Exercise passage:

■ ■ ■ ■

Blackburn did not respond to a request for comment on the filing from The Christian Post on Monday.

Shortly after her ex-husband’s arrest was made public in 2022, Michelle Loud, a Texas hairstylist, identified herself in a tearful video as the biological mother of Cora Jakes’ adopted son, Jason. In the video that is no longer available online, Loud expressed concern for the safety of her son and accused Cora Jakes and her ex-husband of manipulating her into giving up her son while she was in a vulnerable state.
“She (Cora) played on my vulnerability,” Loud alleged. “She had me in front of a f— MacBook recording and asking me questions, talking about it was ‘counseling’ but it wasn’t counseling because later on down the line, a few years later, she would then use that evidence against me in court when I went to fight for my son.”
Blackburn argued that Bishop Jakes was ill-advised by Pusch to file his defamation lawsuit in an effort to stop the pending class-action lawsuit.
“From the inception of this lawsuit, I informed Mr. Pusch that I am planning to file a class action lawsuit for several male sexual assault survivors against Plaintiff TD Jakes. Dustin Pusch created Mr. Jake’s [sic] present reality by foolishly filing this suit against Mr. Youngblood in hopes of bullying him into signing away his right to speak publicly of the childhood trauma visited upon him by TD Jakes,” Blackburn wrote.
“Unfortunately, Plaintiff Jakes failed to anticipate the avalanche of survivors who would come forward with evidence of Plaintiff grooming, sexually assaulting, sexting, and transporting them across state lines in violation of the MANN Act. One of the accusers is now Mr. Jake’s [sic] former son-in-law, Richard Brandon Coleman.”
The Mann Act makes it a crime for anyone to knowingly transport any individual, “male or female, in interstate or foreign commerce or in any territory or possession of the United States for the purpose of prostitution or sexual activity.”
When asked about Blackburn’s claim of a pending class-action lawsuit against Jakes by multiple men, including Coleman, Pusch told CP on Monday that Blackburn has yet to inform them formally of a class-action.

■ ■ ■ ■

The data:
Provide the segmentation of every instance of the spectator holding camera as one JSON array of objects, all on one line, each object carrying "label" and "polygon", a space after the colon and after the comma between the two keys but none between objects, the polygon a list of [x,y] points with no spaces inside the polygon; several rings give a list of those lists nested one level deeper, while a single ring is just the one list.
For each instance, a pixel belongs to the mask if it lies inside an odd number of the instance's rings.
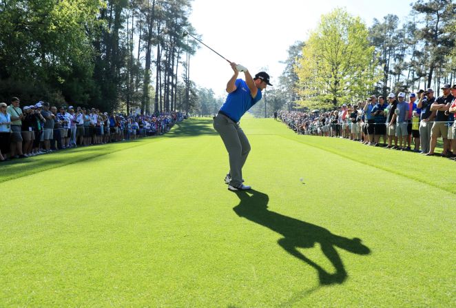
[{"label": "spectator holding camera", "polygon": [[11,105],[6,108],[6,112],[11,117],[11,139],[10,141],[10,152],[11,157],[23,158],[27,157],[22,153],[22,120],[24,115],[19,107],[19,99],[13,97],[11,99]]},{"label": "spectator holding camera", "polygon": [[412,143],[412,120],[413,119],[413,110],[417,109],[417,104],[415,101],[417,99],[417,96],[415,93],[411,93],[408,96],[408,118],[407,120],[407,150],[411,150]]},{"label": "spectator holding camera", "polygon": [[384,146],[386,145],[386,116],[385,116],[385,109],[388,106],[385,104],[385,99],[383,96],[378,96],[378,103],[372,109],[371,113],[374,117],[374,144],[378,146],[380,137],[383,136]]},{"label": "spectator holding camera", "polygon": [[43,133],[44,150],[46,153],[50,153],[52,152],[51,140],[54,138],[54,121],[55,121],[55,115],[50,110],[49,103],[42,103],[41,105],[43,107],[41,115],[46,120],[44,123]]},{"label": "spectator holding camera", "polygon": [[420,121],[419,121],[419,143],[421,145],[421,153],[426,154],[431,150],[431,131],[435,112],[431,110],[431,105],[435,101],[434,97],[434,90],[428,88],[426,91],[419,90],[419,101],[417,107],[421,109]]},{"label": "spectator holding camera", "polygon": [[448,156],[448,126],[446,122],[448,121],[451,102],[455,99],[451,95],[450,91],[450,85],[444,85],[441,90],[443,90],[443,94],[439,96],[431,105],[431,111],[436,111],[435,121],[433,125],[431,132],[431,149],[426,154],[428,156],[434,155],[434,150],[437,145],[437,138],[442,137],[444,141],[444,150],[442,152],[442,156]]},{"label": "spectator holding camera", "polygon": [[[396,108],[397,107],[397,101],[394,93],[388,94],[389,106],[388,108],[388,120],[386,125],[386,133],[388,134],[388,145],[386,149],[397,149],[397,137],[396,136]],[[394,139],[394,145],[393,145],[393,139]]]},{"label": "spectator holding camera", "polygon": [[[22,150],[25,156],[32,156],[32,149],[33,148],[33,141],[35,140],[35,133],[34,129],[34,122],[36,121],[34,110],[30,106],[24,106],[23,108],[24,117],[22,120],[22,127],[21,134],[23,143]],[[33,112],[33,113],[32,113]]]},{"label": "spectator holding camera", "polygon": [[[451,87],[451,95],[455,97],[451,105],[450,105],[450,109],[448,112],[453,115],[456,113],[456,85],[453,85]],[[451,150],[453,151],[453,161],[456,161],[456,119],[454,119],[453,123],[451,125],[451,132],[453,133],[453,139],[451,140]]]},{"label": "spectator holding camera", "polygon": [[371,96],[367,100],[367,103],[364,106],[365,121],[366,123],[367,138],[369,139],[369,145],[373,145],[373,135],[374,135],[374,126],[375,119],[374,116],[372,114],[372,110],[375,105],[377,98],[375,95]]},{"label": "spectator holding camera", "polygon": [[407,120],[408,119],[408,104],[405,101],[405,93],[400,92],[397,95],[397,105],[393,115],[396,121],[396,138],[399,139],[399,148],[396,150],[405,150],[407,136]]},{"label": "spectator holding camera", "polygon": [[11,116],[6,112],[7,107],[5,103],[0,103],[0,161],[6,161],[6,154],[10,152]]}]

■ ■ ■ ■

Assigned task 1:
In the news excerpt, what did Pusch tell CP on Monday about Blackburn's claim of a pending class-action lawsuit?
Assigned task 2:
Shorten the paragraph of the news excerpt that begins "Shortly after her ex-husband’s arrest" and keep its main facts.

Your response 1:
Pusch said Blackburn has yet to inform them formally of a class-action.

Your response 2:
After her ex-husband's arrest became public in 2022, Texas hairstylist Michelle Loud said in a tearful video, now offline, that she is the biological mother of Jason, Cora Jakes' adopted son. She voiced concern for his safety and accused Cora Jakes and her ex-husband of manipulating her into giving him up while she was vulnerable.